Uma cúpula à espera de um milagre
Alfredo Sirkis comenta os resultados da reunião sobre o clima organizada pela ONU em Nova York na última segunda-feira
ALFREDO SIRKIS
ESPECIAL PARA O OC
A Cúpula do Clima da ONU, em Nova York, produziu um grande freak show, mas pouco de substantivo. De fato, uns 60 países acenaram para uma meta de neutralidade de carbono nas alturas de 2050, o que é bom. Entre eles, no entanto, não estavam os maiores emissores: China, EUA e Índia. A China limitou-se a reafirmar que vai cumprir sua NDC (Contribuição Nacionalmente Determinada) do Acordo de Paris –nada de novo– a Índia tergiversou prometendo aumentar o uso de energia limpas, mas não mencionou metas de emissões para além da seu fraquíssima, conquanto prolixa, NDC.

» **Tarefas a cumprir**:
(1) No texto sobre a Cúpula do Clima, quais grandes emissores não estavam entre os países que acenaram para a neutralidade de carbono por volta de 2050?
(2) Transcreva fielmente o trecho do texto sobre a Cúpula do Clima que começa nas palavras que contêm "Uma cúpula à" e termina depois de "conquanto prolixa, NDC.".

» **Linhas de dados**:
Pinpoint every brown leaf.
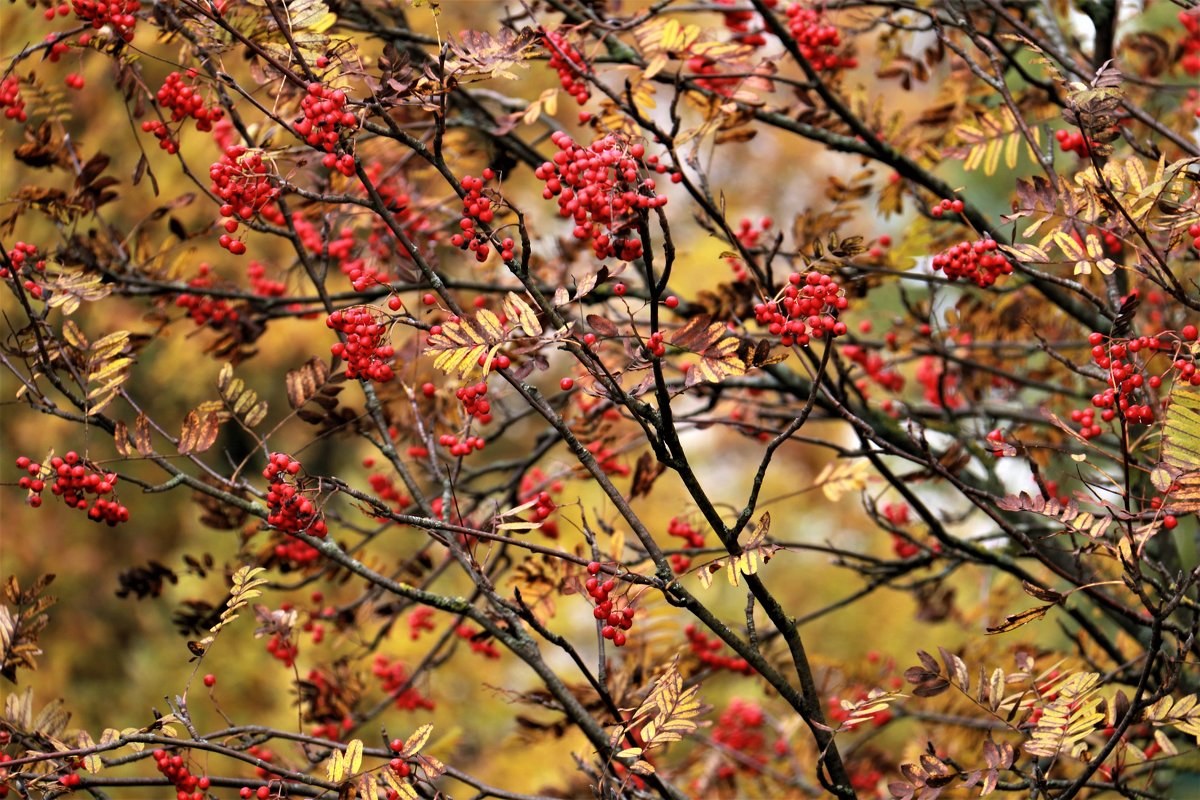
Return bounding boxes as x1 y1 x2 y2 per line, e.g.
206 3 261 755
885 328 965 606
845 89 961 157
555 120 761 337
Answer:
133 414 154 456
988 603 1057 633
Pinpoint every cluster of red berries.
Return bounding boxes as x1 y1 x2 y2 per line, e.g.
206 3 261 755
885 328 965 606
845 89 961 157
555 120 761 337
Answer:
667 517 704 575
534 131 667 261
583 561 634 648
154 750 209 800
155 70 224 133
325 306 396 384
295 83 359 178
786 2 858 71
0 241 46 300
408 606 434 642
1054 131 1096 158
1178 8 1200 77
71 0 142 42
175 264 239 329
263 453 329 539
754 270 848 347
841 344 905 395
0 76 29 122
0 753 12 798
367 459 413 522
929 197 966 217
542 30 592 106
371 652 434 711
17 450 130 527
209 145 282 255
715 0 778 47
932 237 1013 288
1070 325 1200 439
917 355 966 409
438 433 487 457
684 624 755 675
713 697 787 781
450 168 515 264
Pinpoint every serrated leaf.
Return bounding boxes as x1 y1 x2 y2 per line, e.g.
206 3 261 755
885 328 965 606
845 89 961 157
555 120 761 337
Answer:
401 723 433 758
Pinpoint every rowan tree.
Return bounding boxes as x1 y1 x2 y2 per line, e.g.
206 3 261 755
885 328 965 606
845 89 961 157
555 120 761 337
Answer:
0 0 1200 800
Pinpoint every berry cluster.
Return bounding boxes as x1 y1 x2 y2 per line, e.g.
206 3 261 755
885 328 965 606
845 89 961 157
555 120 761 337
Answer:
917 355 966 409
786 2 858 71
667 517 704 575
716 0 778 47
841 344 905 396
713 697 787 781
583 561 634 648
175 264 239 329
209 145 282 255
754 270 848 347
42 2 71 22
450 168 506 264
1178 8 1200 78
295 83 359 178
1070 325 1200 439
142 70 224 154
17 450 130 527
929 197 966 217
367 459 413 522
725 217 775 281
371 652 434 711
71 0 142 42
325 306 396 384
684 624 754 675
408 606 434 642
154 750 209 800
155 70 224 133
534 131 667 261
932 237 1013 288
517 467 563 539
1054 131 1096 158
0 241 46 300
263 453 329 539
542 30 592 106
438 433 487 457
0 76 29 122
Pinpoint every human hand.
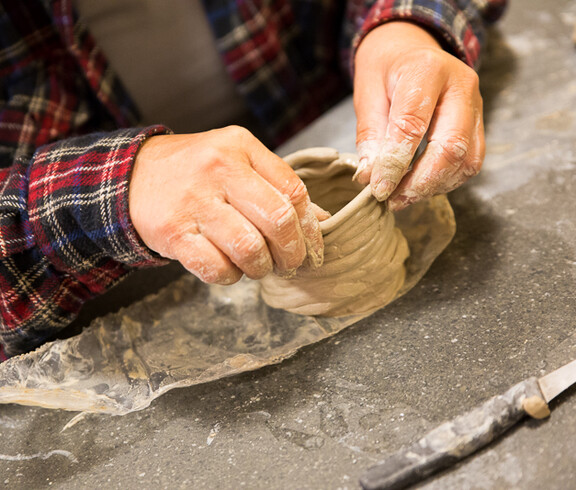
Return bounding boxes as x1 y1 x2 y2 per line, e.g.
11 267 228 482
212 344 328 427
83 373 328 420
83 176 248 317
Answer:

» **Soluções detalhadas**:
(1) China, EUA e Índia.

(2)
Uma cúpula à espera de um milagre
Alfredo Sirkis comenta os resultados da reunião sobre o clima organizada pela ONU em Nova York na última segunda-feira
ALFREDO SIRKIS
ESPECIAL PARA O OC
A Cúpula do Clima da ONU, em Nova York, produziu um grande freak show, mas pouco de substantivo. De fato, uns 60 países acenaram para uma meta de neutralidade de carbono nas alturas de 2050, o que é bom. Entre eles, no entanto, não estavam os maiores emissores: China, EUA e Índia. A China limitou-se a reafirmar que vai cumprir sua NDC (Contribuição Nacionalmente Determinada) do Acordo de Paris –nada de novo– a Índia tergiversou prometendo aumentar o uso de energia limpas, mas não mencionou metas de emissões para além da seu fraquíssima, conquanto prolixa, NDC.